Top of Excerpted text

BUDGET cuts at Australia's biggest university, Monash, are an "early warning'' of the pain that may be in store for elite institutions across the country.
University of NSW chief Fred Hilmer said the loss of foreign students could force budget cuts on other universities in the elite Group of Eight unless the government made it clear to potential students overseas they were welcome.
"If (nothing is done) and the decline starts to pick up pace, then you will get budget cuts because (overseas student income is) a big part of all our budget streams," he said.
Monash vice-chancellor Ed Byrne said the university had to find $45 million in savings because of bigger-than-expected declines in overseas student numbers.
"The indications that we're getting from (our major markets in) Southeast Asia and China is that this is not a Monash issue, this is an Australian issue," he said.
The multi-billion-dollar education export industry has been hit by tougher rules for student visas, the high Australian dollar, bad publicity from attacks on Indian students, doubts about quality and aggressive recruitment by the US and Britain.

Bottom of Excerpted text
Top of Recorded information

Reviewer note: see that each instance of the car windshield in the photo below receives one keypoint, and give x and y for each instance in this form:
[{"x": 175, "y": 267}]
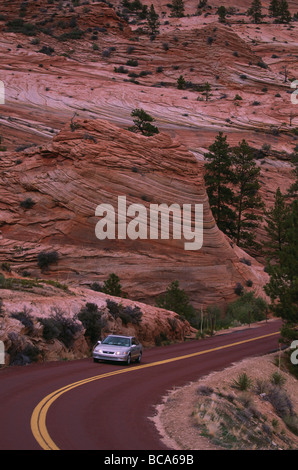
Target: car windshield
[{"x": 116, "y": 341}]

Bottom of Recorded information

#### [Tasks and exercises]
(1) In the article on university budget cuts, why did Monash have to find $45 million in savings?
(2) From the article on university budget cuts, reproduce the passage starting with "BUDGET cuts at" and going on through "they were welcome.".

#### [Your responses]
(1) Monash had to find the savings because overseas student numbers declined more than expected.

(2)
BUDGET cuts at Australia's biggest university, Monash, are an "early warning'' of the pain that may be in store for elite institutions across the country.
University of NSW chief Fred Hilmer said the loss of foreign students could force budget cuts on other universities in the elite Group of Eight unless the government made it clear to potential students overseas they were welcome.